### Task objective
Only the lines from the line holding "Need: a point on every instance of the light" through the final line of the entries below are to be returned, exactly as they stand.

(Stored records)
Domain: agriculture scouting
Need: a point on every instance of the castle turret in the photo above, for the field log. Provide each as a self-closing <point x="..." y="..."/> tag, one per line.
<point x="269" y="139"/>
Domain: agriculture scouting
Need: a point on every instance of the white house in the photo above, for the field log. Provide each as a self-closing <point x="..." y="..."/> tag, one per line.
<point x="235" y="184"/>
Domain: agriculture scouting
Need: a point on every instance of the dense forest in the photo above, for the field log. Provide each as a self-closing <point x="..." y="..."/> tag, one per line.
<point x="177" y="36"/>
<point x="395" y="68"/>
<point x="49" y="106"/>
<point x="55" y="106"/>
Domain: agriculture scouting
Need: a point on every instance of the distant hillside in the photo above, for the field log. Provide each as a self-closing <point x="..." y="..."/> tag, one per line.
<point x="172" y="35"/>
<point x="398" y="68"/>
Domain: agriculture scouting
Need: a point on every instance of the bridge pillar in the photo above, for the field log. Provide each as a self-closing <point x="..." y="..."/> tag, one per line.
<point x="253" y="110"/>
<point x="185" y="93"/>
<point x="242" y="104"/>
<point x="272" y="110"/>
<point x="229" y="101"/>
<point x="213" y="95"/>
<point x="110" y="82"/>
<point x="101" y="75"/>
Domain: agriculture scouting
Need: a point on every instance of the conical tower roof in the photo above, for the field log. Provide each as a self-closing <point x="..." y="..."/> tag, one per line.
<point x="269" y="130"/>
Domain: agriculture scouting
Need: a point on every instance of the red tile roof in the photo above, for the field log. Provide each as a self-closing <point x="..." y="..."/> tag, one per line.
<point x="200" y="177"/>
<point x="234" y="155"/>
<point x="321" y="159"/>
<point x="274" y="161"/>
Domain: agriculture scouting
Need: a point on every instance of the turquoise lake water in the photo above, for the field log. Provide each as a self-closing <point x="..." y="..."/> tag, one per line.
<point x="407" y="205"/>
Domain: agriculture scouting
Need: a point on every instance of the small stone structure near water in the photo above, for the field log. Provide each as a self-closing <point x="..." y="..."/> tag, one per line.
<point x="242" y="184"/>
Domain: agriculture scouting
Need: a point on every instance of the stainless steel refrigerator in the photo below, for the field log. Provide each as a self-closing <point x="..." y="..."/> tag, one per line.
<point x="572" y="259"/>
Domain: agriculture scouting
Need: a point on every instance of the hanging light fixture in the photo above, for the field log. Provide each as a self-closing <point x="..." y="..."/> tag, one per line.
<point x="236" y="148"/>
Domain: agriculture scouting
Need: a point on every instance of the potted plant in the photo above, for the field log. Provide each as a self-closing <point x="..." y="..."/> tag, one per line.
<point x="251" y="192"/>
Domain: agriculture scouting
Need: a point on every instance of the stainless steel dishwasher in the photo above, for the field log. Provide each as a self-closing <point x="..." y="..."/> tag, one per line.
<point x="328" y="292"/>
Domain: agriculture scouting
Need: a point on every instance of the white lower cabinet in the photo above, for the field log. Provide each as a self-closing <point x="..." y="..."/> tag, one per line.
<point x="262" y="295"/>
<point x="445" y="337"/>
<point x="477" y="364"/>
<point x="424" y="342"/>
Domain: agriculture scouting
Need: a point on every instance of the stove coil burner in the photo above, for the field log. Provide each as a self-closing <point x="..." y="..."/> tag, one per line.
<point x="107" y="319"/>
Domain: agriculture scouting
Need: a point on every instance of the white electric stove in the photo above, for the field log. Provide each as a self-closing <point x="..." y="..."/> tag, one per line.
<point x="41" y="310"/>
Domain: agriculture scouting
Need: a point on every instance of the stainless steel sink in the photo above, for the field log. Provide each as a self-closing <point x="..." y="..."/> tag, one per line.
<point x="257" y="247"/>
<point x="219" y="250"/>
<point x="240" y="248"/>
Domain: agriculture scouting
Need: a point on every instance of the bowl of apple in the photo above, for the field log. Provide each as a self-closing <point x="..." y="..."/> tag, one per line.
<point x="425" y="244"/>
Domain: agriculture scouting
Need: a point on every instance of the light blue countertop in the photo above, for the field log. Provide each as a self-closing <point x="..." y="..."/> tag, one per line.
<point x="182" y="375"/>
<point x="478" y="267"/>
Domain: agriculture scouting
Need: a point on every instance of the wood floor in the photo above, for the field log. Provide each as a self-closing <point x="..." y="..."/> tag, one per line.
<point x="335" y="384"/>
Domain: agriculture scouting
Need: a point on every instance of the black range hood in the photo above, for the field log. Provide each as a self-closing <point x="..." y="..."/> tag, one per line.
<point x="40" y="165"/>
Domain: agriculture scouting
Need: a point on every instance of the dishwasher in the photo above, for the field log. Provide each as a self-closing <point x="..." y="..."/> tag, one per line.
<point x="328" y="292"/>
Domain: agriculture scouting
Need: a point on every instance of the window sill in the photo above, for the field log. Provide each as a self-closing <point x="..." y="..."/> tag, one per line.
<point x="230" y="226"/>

### Answer to this task
Need: a point on every instance of the light blue countertop in the photo above, for the field log. Provide each as a self-closing <point x="..." y="..."/> tag, one per line.
<point x="182" y="375"/>
<point x="478" y="267"/>
Domain: agriculture scouting
Need: a point on every instance of the wood floor in the photo above, for the field log. Provide each as a self-closing <point x="..." y="..."/> tag, one per line.
<point x="335" y="384"/>
Domain: agriculture scouting
Need: a point on every instance of the black range hood in the photo above, for the field log. Provide each as a self-closing <point x="..." y="..."/> tag, one per line.
<point x="40" y="165"/>
Domain: agriculture scouting
Need: a point on every instance of the dishwasher in the photo above, for the field log. Provide each as a self-closing <point x="..." y="..."/> tag, one per line.
<point x="328" y="292"/>
Domain: agriculture scouting
Need: a point on every instance of the window sill in the photo above, for the field log. Provide each as a self-closing <point x="..." y="..."/> tag, one per line.
<point x="230" y="226"/>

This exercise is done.